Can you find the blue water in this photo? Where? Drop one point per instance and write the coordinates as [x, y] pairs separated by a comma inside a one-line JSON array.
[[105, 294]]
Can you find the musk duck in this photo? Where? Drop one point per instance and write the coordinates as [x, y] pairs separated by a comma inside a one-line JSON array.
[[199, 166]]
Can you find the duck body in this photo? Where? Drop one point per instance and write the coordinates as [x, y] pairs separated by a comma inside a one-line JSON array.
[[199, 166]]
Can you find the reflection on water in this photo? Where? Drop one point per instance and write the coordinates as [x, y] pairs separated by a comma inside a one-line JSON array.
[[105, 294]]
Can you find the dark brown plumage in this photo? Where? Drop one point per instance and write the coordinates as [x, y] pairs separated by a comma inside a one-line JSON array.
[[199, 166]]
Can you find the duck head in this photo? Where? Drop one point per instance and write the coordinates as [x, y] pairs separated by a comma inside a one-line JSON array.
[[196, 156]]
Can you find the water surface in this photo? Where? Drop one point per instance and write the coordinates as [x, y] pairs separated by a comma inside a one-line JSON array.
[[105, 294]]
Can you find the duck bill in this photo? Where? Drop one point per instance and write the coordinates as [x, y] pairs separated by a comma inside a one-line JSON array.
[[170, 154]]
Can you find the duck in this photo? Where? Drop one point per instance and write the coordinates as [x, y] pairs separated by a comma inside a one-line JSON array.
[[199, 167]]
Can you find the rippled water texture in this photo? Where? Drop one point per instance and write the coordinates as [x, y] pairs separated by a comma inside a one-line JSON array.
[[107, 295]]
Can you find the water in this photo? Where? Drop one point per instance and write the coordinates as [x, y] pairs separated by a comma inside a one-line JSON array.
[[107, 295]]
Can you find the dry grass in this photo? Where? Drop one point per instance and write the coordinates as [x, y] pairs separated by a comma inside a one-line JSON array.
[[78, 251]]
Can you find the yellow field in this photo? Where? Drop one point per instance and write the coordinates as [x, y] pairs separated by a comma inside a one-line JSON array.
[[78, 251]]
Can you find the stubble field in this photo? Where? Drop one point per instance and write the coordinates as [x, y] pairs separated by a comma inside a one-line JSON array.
━━━━━━━━
Instructions for the task — Render all the items above as a JSON list of strings, with one string per line and blank lines omitted.

The result —
[
  "Can you find the blue water in this photo? Where? Drop one point per instance and write the coordinates as [x, y] pairs separated by a comma inside a one-line JSON array.",
  "[[105, 294]]",
  "Can you find the musk duck in this photo? Where? Drop one point per instance and write the coordinates as [x, y] pairs separated by a comma inside a one-line JSON array.",
  "[[199, 166]]",
  "Can you find the duck body in this photo? Where? Drop one point per instance and write the coordinates as [x, y] pairs separated by a comma inside a one-line JSON array.",
  "[[199, 166]]",
  "Can you find the reflection on water in this photo? Where? Drop one point per instance and write the coordinates as [x, y] pairs separated by a comma inside a one-line JSON array.",
  "[[105, 294]]",
  "Can you find the dark brown plumage in this photo? Where? Drop one point per instance and write the coordinates as [x, y] pairs separated by a comma inside a one-line JSON array.",
  "[[199, 166]]",
  "Can you find the duck head in this photo? Where? Drop one point per instance and write the coordinates as [x, y] pairs separated by a comma inside a one-line JSON array.",
  "[[196, 156]]",
  "Can you find the water surface in this photo? Where? Drop one point per instance and write the coordinates as [x, y] pairs separated by a comma inside a one-line JSON array.",
  "[[105, 294]]",
  "Can you find the duck bill in this photo? Where? Drop one point per instance and write the coordinates as [x, y] pairs separated by a comma inside a one-line JSON array.",
  "[[170, 154]]",
  "Can you find the duck in this photo? Where? Drop one point per instance and write the coordinates as [x, y] pairs separated by a comma inside a one-line JSON array.",
  "[[199, 167]]",
  "Can you find the rippled water texture in this photo? Where? Drop one point per instance and write the coordinates as [x, y] pairs separated by a comma inside a one-line JSON array.",
  "[[107, 295]]",
  "Can you find the water in this photo? Where? Drop one point per instance and write the coordinates as [x, y] pairs separated by a comma inside a one-line JSON array.",
  "[[107, 295]]",
  "Can you find the dry grass in this photo? Where? Drop one point per instance and write the coordinates as [x, y] pairs separated by a comma inside a one-line JSON array.",
  "[[78, 251]]",
  "Can you find the yellow field in this photo? Where? Drop one point per instance and write the coordinates as [x, y] pairs separated by a comma inside a one-line JSON array.",
  "[[78, 251]]",
  "Can you find the stubble field in this photo? Where? Drop one point per instance and write the coordinates as [x, y] pairs separated by a comma inside a one-line JSON array."
]